WRITTEN TASKS:
A) Decide whether each statement agrees with the article listing on the inverse eigenvalue problem for tensors. Answer yes or no and quote the words that settle it: (i) The article appears in Volume 15, Number 6 of Communications in Mathematical Sciences. (ii) Ke Ye is listed with Tianjin University. (iii) Shenglong Hu is listed with two institutions.
B) In the article listing on the inverse eigenvalue problem for tensors, turn the entry beginning "Shenglong Hu (School of Mathematics" into a short list of that author's affiliations.
C) Supply what comes next in the article listing on the inverse eigenvalue problem for tensors, starting after its final line.
-- Start PAGE EXTRACT --
Communications in Mathematical Sciences

Volume 15 (2017)

Number 6

Inverse eigenvalue problem for tensors

Pages: 1627 – 1649

DOI: https://dx.doi.org/10.4310/CMS.2017.v15.n6.a7

Authors

Ke Ye (Department of Statistics, University of Chicago, Illinois, U.S.A.)

Shenglong Hu (School of Mathematics, Tianjin University, Tianjin, China; and Department of Statistics, University of Chicago, Illinois, U.S.A.)
-- End PAGE EXTRACT --
-- Start RAW RECORDS --
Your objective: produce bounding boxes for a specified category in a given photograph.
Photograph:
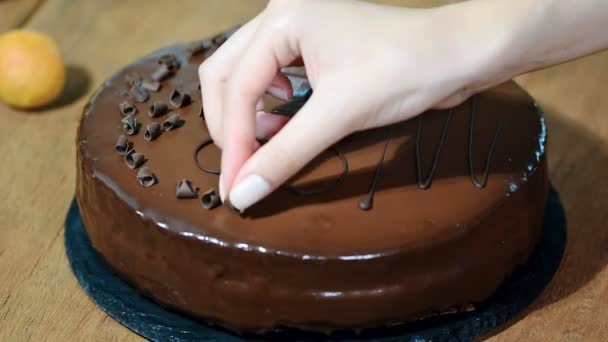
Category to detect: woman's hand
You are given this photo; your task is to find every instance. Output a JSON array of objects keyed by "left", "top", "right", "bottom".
[{"left": 200, "top": 0, "right": 605, "bottom": 211}]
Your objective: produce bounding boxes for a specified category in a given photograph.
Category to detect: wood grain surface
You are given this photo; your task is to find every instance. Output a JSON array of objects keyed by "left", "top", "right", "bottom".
[{"left": 0, "top": 0, "right": 608, "bottom": 342}]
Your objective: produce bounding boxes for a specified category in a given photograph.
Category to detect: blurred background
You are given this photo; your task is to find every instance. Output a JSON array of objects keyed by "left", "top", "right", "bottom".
[{"left": 0, "top": 0, "right": 608, "bottom": 341}]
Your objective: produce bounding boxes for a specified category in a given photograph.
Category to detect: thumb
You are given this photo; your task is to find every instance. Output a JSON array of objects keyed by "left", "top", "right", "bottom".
[{"left": 228, "top": 92, "right": 350, "bottom": 212}]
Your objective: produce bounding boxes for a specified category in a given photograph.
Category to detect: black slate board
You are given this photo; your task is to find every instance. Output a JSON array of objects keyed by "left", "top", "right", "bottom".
[{"left": 65, "top": 188, "right": 566, "bottom": 342}]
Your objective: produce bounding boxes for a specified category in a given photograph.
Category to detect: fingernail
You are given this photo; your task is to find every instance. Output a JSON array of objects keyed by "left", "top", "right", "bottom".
[
  {"left": 268, "top": 86, "right": 291, "bottom": 101},
  {"left": 230, "top": 175, "right": 271, "bottom": 212},
  {"left": 218, "top": 173, "right": 226, "bottom": 203}
]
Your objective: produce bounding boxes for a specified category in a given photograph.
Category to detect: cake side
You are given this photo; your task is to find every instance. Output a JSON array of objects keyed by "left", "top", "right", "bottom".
[{"left": 77, "top": 35, "right": 548, "bottom": 332}]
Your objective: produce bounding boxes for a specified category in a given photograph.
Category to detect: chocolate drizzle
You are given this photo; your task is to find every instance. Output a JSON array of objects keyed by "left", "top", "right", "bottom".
[
  {"left": 467, "top": 97, "right": 501, "bottom": 189},
  {"left": 416, "top": 109, "right": 454, "bottom": 190},
  {"left": 194, "top": 138, "right": 222, "bottom": 176},
  {"left": 194, "top": 138, "right": 348, "bottom": 196},
  {"left": 359, "top": 130, "right": 391, "bottom": 210}
]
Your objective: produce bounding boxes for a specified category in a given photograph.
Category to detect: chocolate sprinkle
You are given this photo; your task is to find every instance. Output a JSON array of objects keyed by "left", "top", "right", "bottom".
[
  {"left": 118, "top": 101, "right": 137, "bottom": 116},
  {"left": 129, "top": 84, "right": 150, "bottom": 103},
  {"left": 148, "top": 101, "right": 169, "bottom": 118},
  {"left": 141, "top": 80, "right": 160, "bottom": 92},
  {"left": 158, "top": 55, "right": 179, "bottom": 73},
  {"left": 163, "top": 113, "right": 182, "bottom": 132},
  {"left": 114, "top": 134, "right": 129, "bottom": 156},
  {"left": 137, "top": 166, "right": 156, "bottom": 187},
  {"left": 175, "top": 179, "right": 196, "bottom": 199},
  {"left": 150, "top": 64, "right": 171, "bottom": 81},
  {"left": 169, "top": 89, "right": 190, "bottom": 108},
  {"left": 120, "top": 115, "right": 137, "bottom": 135},
  {"left": 201, "top": 188, "right": 222, "bottom": 210},
  {"left": 125, "top": 149, "right": 145, "bottom": 169},
  {"left": 144, "top": 122, "right": 161, "bottom": 141}
]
-- End RAW RECORDS --
RESPONSES BY TASK:
A)
(i) Yes: "Volume 15 (2017)" and "Number 6"
(ii) No: "Ke Ye (Department of Statistics, University of Chicago, Illinois, U.S.A.)"
(iii) Yes: "Shenglong Hu (School of Mathematics, Tianjin University, Tianjin, China; and Department of Statistics, University of Chicago, Illinois, U.S.A.)"

B)
Shenglong Hu:
- School of Mathematics, Tianjin University, Tianjin, China
- Department of Statistics, University of Chicago, Illinois, U.S.A.

C)
Abstract

Let $\mathbb{T}(\mathbb{C}^n , m+1)$ be the space of tensors of order m+1 and dimension n with complex entries. A tensor $\mathcal{T} \in \mathbb{T}(\mathbb{C}^n , m+1)$ has $nm^{n-1}$ eigenvalues (counted with algebraic multiplicities). The inverse eigenvalue problem for tensors is a generalization of the inverse eigenvalue problem for matrices. Namely, given a multiset $S \in \mathbb{C}^{nm^{n-1}} / \mathfrak{S} (nm^{n-1})$ of total multiplicity $nm^{n-1}$, is there a tensor in $\mathbb{T}(\mathbb{C}^n , m+1)$ such that the set of eigenvalues of $\mathcal{T}$ is exactly $S$? The solvability of the inverse eigenvalue problem for tensors is studied in this article. With tools from algebraic geometry, it is proved that the necessary and sufficient condition for this inverse problem to be generically solvable is $m=1$, or $n=2$, or $(n,m) = (3,2), (4,2), (3,3)$.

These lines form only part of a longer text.